**EXTRACT TO READ**
_____
The Irish border problem: the dogs in the street know who’s to blame … but not Her Majesty’s Loyal Communist Party
The highly fortified police station in the border village of Crossmaglen, Northern Ireland, in 2005. Photograph: Christopher Furlong/Getty Images
The Irish have an expression, “even the dogs in the street know…”, meaning a statement of the bleedin’ obvious.
Well, when it comes to the potential disaster that is the likely imposition of a hard border within the island of Ireland, the dogs in the streets of both parts of Ireland, know who to blame: the arrogant, careless Tory government and the lying Brexiteers who don’t give a toss about the Irish people, North or South.
If Theresa May had not given in to the Brexit-fanatics and, instead, made it clear that Britain would remain in the single market and/or customs union (a mix of the Norway and Turkish options), the Irish border problem and the threat to the peace process would not have arisen. But this has been ruled out by the UK government.
Which leaves just two further possible options for avoiding a hard border:
1/ A border down the Irish Sea, giving the North special status with the single market and customs union. This is anathema to the DUP and unacceptable to the British government as it would be seen as dividing the UK .
2/ The Hammond plan for the UK to remain within the single market and the customs union for a two year (or longer) transitional period. But this is unacceptable to the Brexit-fanatics within the cabinet and the Tory party, although the Irish government strongly favours it.
These realities, and British (well, English) culpability for jeopardising the peace process, have been spelt out time and again, for instance by the respected Irish commentator Fintan O’Toole (here and here).
The people of Ireland, North and South, Protestant and Catholic, Loyalist and Republican, know this and overwhelmingly oppose Brexit. The dogs in the street know it. Only the Tories and their Brexit-fanatic press deny this reality (or simply choose to ignore it). Oh yes, and the Morning Star, mouthpiece of Her Majesty’s Loyal Communist Party, who dutifully toe the Tory /English nationalist line and manage to blame “Brussels”:
Border threats from Brussels
2017
IRISH Taoiseach Leo Varadkar and Foreign Minister Simon Coveney insist they will obstruct the next phase of London-Brussels negotiations without a British government assurance.
Varadkar told Theresa May: “Before we move into phase two talks on trade, we want to take off the table any suggestion that there would be a physical border, a hard border, new barriers to trade on the island of Ireland.”
His stance is shared by Sinn Fein, whose leading MEP Martina Anderson held recent meetings with EU negotiator Michel Barnier and European Parliament co-ordinator Guy Verhofstadt.
She told them that the Leave agenda pursued by the May government is incompatible with the Good Friday Agreement, especially in view of the Tories’ dodgy deal with the DUP.
But where is the evidence that the British government or any significant player in either Britain or Ireland wants to change current Irish border arrangements?
What the Fine Gael-led Dublin government and Sinn Fein omit to mention is that the demand for a hard EU border comes from the EU Commission itself.
_____
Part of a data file
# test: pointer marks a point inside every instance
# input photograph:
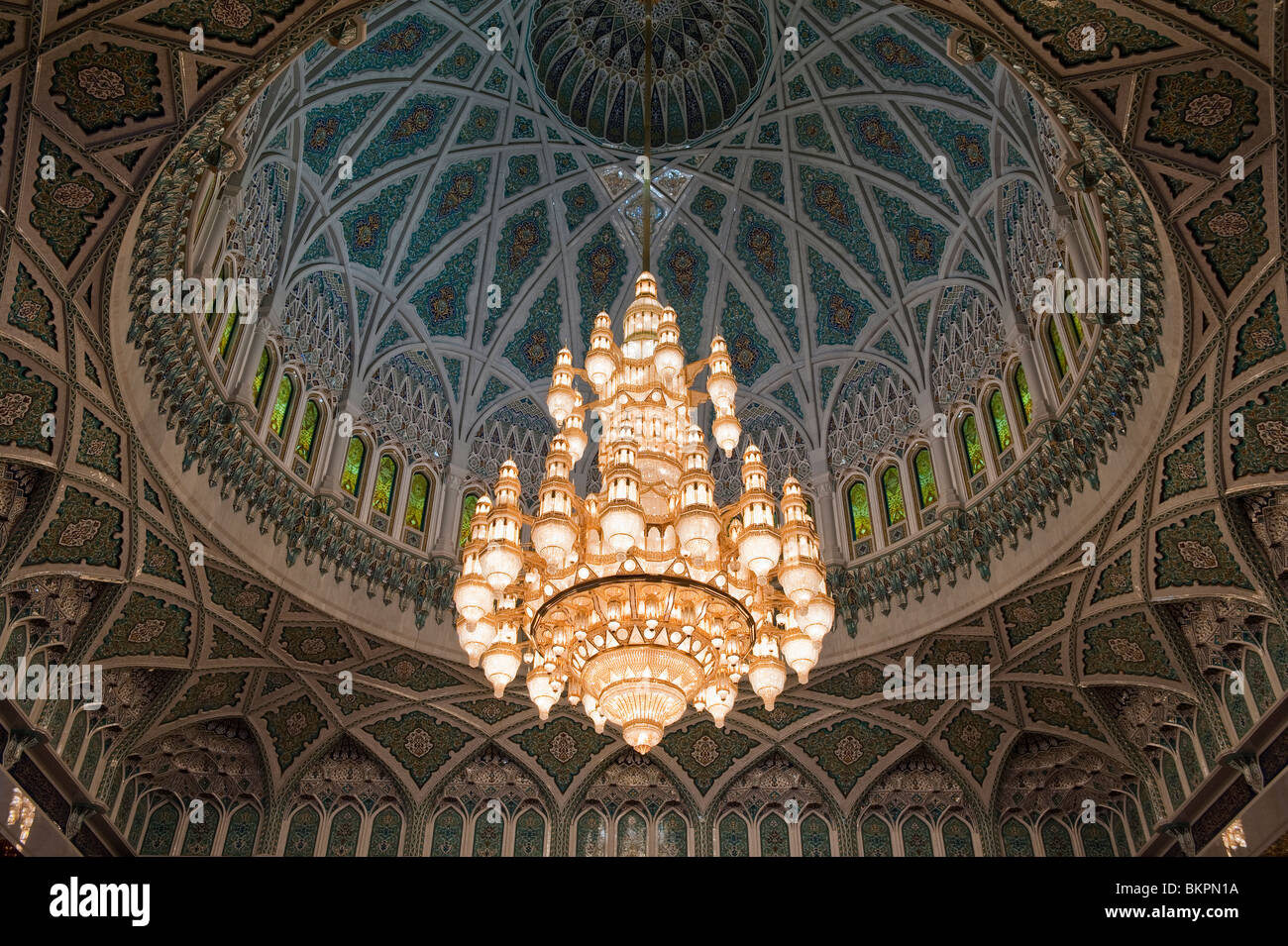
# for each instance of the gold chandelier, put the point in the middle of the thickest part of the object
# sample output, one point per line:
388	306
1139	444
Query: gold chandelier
645	597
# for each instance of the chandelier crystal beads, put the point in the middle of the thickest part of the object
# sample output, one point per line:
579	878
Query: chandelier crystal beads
643	598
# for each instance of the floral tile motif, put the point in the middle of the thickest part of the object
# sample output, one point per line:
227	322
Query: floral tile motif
459	193
1064	22
84	530
65	210
974	739
1233	236
1059	708
600	275
965	142
292	727
1047	662
1265	448
1194	553
919	240
524	242
562	745
239	596
441	302
533	347
161	560
398	46
1115	579
147	626
857	683
490	710
368	227
420	743
31	310
329	126
903	58
708	205
110	86
1028	615
782	716
763	249
1126	645
751	352
1202	113
321	644
849	749
706	753
877	137
683	273
842	312
1260	338
1184	470
580	202
99	447
207	692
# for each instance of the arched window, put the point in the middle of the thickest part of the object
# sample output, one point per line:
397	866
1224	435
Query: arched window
307	441
417	501
257	386
971	448
1001	425
355	464
927	489
1057	358
892	495
282	405
468	504
386	480
861	512
1021	392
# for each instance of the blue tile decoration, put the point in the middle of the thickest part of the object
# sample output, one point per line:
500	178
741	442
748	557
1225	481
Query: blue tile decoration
829	203
763	249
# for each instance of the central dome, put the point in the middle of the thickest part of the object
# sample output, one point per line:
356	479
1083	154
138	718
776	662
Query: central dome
708	62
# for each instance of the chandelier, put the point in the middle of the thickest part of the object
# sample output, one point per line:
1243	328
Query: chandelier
645	597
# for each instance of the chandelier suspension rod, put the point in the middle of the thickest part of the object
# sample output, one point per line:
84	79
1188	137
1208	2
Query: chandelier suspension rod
645	244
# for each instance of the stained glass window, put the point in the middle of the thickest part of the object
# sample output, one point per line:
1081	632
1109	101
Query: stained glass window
282	405
416	501
472	499
355	461
1001	425
529	834
1061	364
774	838
386	477
971	446
733	837
1021	391
226	339
307	439
927	489
257	386
861	514
892	491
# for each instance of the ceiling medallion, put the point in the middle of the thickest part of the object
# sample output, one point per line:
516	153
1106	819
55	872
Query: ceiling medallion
644	597
709	59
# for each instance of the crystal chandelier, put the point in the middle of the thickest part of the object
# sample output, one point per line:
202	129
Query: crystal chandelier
645	597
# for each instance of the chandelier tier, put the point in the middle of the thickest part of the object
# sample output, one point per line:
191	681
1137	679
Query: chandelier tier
645	597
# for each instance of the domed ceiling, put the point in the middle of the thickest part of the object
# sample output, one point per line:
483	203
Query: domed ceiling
488	219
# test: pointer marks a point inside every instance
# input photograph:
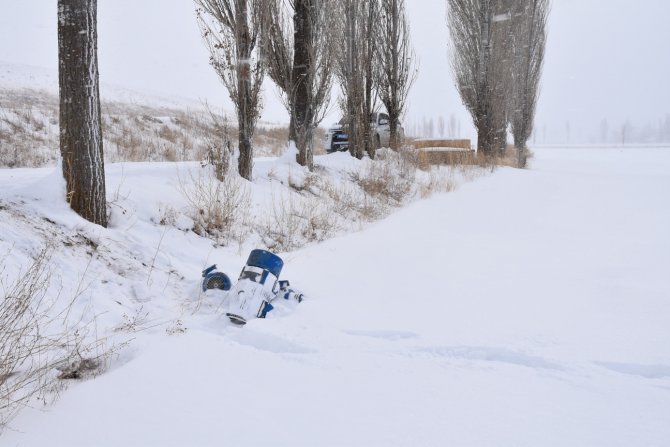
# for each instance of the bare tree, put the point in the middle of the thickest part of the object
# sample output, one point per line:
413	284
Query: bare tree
354	71
297	44
231	31
80	123
395	69
478	51
529	39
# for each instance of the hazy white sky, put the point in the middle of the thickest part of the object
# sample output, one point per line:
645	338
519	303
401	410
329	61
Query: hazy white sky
605	59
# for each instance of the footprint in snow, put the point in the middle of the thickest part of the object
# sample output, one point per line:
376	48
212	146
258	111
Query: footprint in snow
489	354
386	335
646	371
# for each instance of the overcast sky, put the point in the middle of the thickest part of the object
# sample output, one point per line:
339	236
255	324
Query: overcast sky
606	59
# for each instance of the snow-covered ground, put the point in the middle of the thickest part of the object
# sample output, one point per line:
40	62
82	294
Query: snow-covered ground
525	308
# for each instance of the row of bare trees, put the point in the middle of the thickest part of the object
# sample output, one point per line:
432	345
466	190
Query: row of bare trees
497	55
300	44
303	45
375	63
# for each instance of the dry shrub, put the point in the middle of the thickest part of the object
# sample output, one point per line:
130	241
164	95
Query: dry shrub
219	209
38	345
295	222
389	178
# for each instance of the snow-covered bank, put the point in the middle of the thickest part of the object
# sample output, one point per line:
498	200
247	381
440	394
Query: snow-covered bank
526	308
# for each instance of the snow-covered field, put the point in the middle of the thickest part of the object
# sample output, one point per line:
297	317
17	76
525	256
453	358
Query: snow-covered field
526	308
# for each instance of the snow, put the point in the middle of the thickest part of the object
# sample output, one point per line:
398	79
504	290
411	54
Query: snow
528	307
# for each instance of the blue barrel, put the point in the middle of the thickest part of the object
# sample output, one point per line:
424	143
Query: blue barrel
265	260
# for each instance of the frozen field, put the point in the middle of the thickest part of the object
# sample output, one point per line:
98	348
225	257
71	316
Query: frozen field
526	308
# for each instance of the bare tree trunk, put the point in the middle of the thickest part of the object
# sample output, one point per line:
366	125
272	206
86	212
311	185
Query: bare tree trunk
298	46
529	34
80	123
230	29
302	67
395	67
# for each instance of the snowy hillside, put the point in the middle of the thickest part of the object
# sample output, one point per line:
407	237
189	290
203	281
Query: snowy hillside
525	308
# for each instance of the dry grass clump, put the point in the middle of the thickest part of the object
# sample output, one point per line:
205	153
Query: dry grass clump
219	209
38	345
295	221
390	177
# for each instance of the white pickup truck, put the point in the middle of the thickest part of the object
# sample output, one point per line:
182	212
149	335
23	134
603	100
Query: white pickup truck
338	140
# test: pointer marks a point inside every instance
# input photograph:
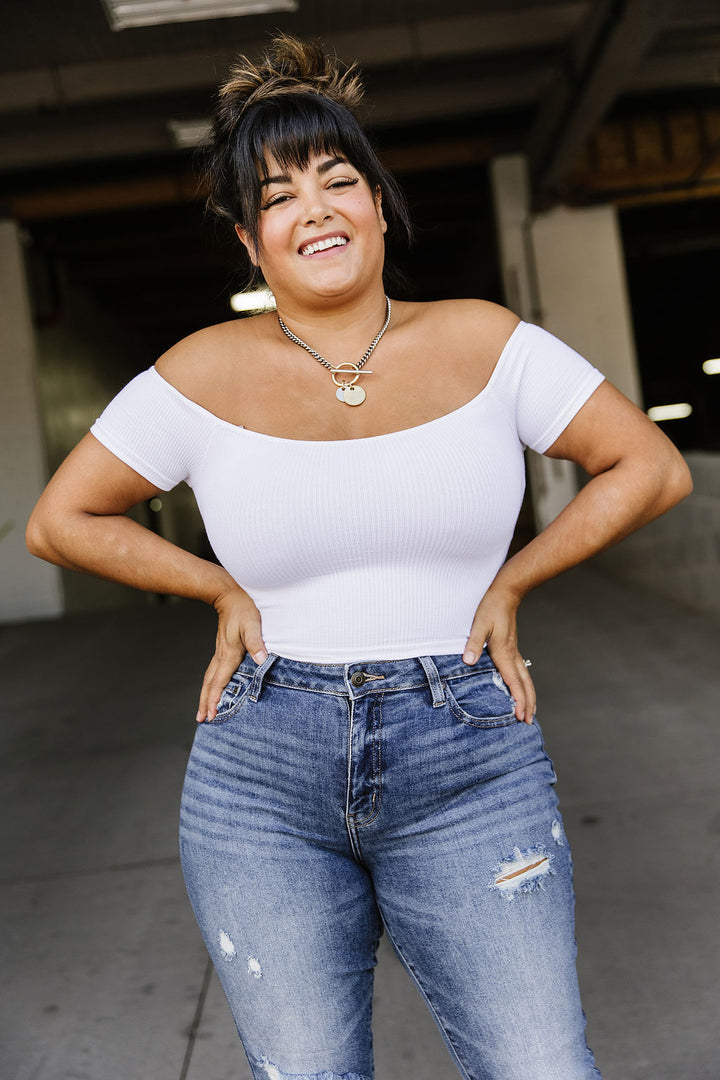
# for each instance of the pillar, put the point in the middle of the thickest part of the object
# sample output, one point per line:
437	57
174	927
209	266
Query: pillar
30	589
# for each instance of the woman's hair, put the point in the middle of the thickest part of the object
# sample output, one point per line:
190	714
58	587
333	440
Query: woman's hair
297	102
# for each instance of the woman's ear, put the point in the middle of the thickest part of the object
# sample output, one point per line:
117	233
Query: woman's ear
378	206
247	244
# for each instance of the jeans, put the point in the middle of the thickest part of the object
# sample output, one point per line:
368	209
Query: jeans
327	802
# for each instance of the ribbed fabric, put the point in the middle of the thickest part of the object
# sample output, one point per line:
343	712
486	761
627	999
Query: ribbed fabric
366	549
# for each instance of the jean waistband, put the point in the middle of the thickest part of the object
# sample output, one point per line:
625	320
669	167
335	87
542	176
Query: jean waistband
361	678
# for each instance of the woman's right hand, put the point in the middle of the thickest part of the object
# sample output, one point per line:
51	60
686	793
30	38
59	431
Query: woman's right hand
239	631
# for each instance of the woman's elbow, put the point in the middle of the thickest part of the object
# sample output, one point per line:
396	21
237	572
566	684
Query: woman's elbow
677	482
39	536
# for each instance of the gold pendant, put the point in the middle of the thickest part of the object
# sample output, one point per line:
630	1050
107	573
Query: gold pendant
353	395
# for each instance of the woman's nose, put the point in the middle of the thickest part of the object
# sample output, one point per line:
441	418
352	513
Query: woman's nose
316	211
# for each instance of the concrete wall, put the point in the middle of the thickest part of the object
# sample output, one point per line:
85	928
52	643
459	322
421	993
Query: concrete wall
679	554
28	589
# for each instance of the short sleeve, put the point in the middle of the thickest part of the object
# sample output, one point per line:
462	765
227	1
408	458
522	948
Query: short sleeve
553	383
154	430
_____
**TASK LIST**
**a.** Please list every person named in the piece headed "Border threats from Brussels" that the article on the Irish border quotes.
**b.** In the records, swap "thickest" for "widest" throughout the part that opens with the line containing "# for each instance of the woman's right" and runs through the end of the records. Give back that part alone, otherwise unchanged.

**WRITTEN ANSWERS**
**a.**
Leo Varadkar
Simon Coveney
Theresa May
Martina Anderson
Michel Barnier
Guy Verhofstadt

**b.**
# for each instance of the woman's right hand, put the point in the middle of the widest part of the object
# sample output, one point per line:
51	60
686	793
30	38
59	431
Query: woman's right hand
239	631
# for each instance of the woman's elbow, put the point in the middle of the widest part of the object
# sample output, one point per line:
396	21
237	572
566	684
Query: woman's elbow
677	482
39	536
# for each instance of the gold pendant, put the point in the middle of the widest part of the object
# sample output, one point per line:
630	1050
107	573
Query: gold pendant
353	395
# for each instance of the woman's nose, put the point in the middle of the widest part of the object
# sample output, one point per line:
441	418
352	513
Query: woman's nose
316	211
# for each instance of the concrete wall, put the point in the middle of the widest part of the object
# sample output, one point per line:
85	928
52	643
459	322
421	993
Query: concrete wall
679	554
28	589
# for each instance of the short sleeve, put the point in the middle of the widest part of the object
# sample output, one point per line:
462	765
227	1
408	458
522	948
Query: short sleeve
553	383
154	430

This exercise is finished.